__Excerpt__:

--- START ---

Why do doctors charge so high?

Doctors working in the United States have relatively low return on investment considering the costs of getting to where they are and the fact that being a doctor doesn’t scale. Doctors primarily only get paid what they earn for their time.

To be a doctor in the U.S. requires a college degree. That is 4–5 years at a cost of $40–60K a year for education, room and board. Very few Americans live at home for college.

Many premed students then take 1–2 gap years to burnish their resumes. That includes doing good deeds by volunteering to starting various non-profits, working in labs to assist researchers, or just working to bring down debt. I don’t know of very many medical students who haven’t done research. A recent entering class for medical school at UCLA had an average age of 26.

What about the cost of medical school? Another 4 years of debt at $50–70K a year including room and board. Some students take 5 years.

Then you’re a doctor and can go work right? Wrong. Everyone does a residency that goes for a minimum of 3 years to 10 plus years depending on additional subspecialty training fellowships.

So we’ve got doctors finishing training in their mid 30’s. Want to start practice? Okay, rent an office, hire staff, purchase medical malpractice insurance, purchase health insurance for your employees, purchase medical equipment and supplies, buy workers compensation insurance, pay business taxes to city and state, pay federal and state taxes on earnings.

On top of that, start paying back 8–9 years of student loans.

How about career longevity? Most doctors work to 65–70. Retirement must be funded. Some doctors opt for academic or Kaiser type jobs because they do get a pension and salaries are now competitive.

Anyone that wants to be a doctor in the U.S. for income needs a brain MRI first (sarcasm, not a professional opinion). Being a doctor is no longer the way to big income relative to all the other things that someone capable of being a doctor could otherwise be doing.

I don’t know how tongue-in-cheek this is but here’s an analysis comparing hourly lifetime salaries to that of a school teacher. The Deceptive Salary of Doctors

Per hours work, here’s another analysis comparing hourly wages of doctors and UPS drivers. If doctors wanted to be wealthy, they would have become UPS truck drivers

My point is not to disparage either teachers or UPS drivers but to illustrate that doctors salaries require many many extra hours of education and work relative to other jobs. There is certainly prestige in being a doctor. As for income, a lot of smart young college grads are going in different directions and doing very well economically for themselves.

In the U.S. there are very good reasons that doctors charge what they charge and many of them don’t consider it adequate compensation for their time and effort. That is why we’re seeing the growth of concierge practices in urban areas like Los Angeles, San Franciso, Chicago and Manhattan where fees are being requested just for access to appointments and phone calls.

--- END ---

__Exercise tasks__:
1 > Print the part of the text on doctors' fees that begins at the words "Many premed students" and stops after the words "subspecialty training fellowships.".
2 > According to the text on doctors' fees, why do some doctors pick academic or Kaiser type jobs? Explain in one to three sentences.

__Dataset extract__:
--- START ---

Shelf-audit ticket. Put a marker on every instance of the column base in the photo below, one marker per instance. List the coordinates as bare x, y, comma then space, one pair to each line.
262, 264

--- END ---
--- START ---

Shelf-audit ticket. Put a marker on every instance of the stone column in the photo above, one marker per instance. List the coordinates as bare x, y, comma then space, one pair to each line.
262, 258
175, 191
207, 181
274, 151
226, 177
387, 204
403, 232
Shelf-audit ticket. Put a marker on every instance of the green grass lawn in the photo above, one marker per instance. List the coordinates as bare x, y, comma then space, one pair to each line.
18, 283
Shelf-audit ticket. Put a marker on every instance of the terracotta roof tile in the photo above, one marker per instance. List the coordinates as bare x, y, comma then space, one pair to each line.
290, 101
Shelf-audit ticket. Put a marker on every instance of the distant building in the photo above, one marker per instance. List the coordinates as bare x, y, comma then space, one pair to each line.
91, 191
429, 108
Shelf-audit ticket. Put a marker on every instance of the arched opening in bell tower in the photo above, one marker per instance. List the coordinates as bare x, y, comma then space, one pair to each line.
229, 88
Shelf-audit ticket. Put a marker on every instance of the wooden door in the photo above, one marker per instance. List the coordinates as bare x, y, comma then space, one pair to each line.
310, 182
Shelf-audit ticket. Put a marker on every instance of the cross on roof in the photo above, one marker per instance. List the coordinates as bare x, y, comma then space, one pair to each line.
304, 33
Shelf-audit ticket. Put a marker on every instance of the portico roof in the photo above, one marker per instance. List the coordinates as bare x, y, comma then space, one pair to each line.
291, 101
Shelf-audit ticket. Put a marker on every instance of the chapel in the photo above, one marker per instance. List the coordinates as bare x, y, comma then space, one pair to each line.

--- END ---
--- START ---

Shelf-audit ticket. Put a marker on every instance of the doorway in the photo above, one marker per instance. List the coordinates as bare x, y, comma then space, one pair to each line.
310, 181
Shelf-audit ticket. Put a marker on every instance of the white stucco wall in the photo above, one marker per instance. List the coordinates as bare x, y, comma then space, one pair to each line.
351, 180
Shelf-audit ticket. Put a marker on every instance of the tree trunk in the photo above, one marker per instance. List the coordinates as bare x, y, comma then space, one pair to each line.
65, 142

--- END ---

__Solutions below__:
1 >
Many premed students then take 1–2 gap years to burnish their resumes. That includes doing good deeds by volunteering to starting various non-profits, working in labs to assist researchers, or just working to bring down debt. I don’t know of very many medical students who haven’t done research. A recent entering class for medical school at UCLA had an average age of 26.

What about the cost of medical school? Another 4 years of debt at $50–70K a year including room and board. Some students take 5 years.

Then you’re a doctor and can go work right? Wrong. Everyone does a residency that goes for a minimum of 3 years to 10 plus years depending on additional subspecialty training fellowships.

2 > Those jobs come with a pension, and their salaries are now competitive. That matters because most doctors work until 65–70 and their retirement must be funded.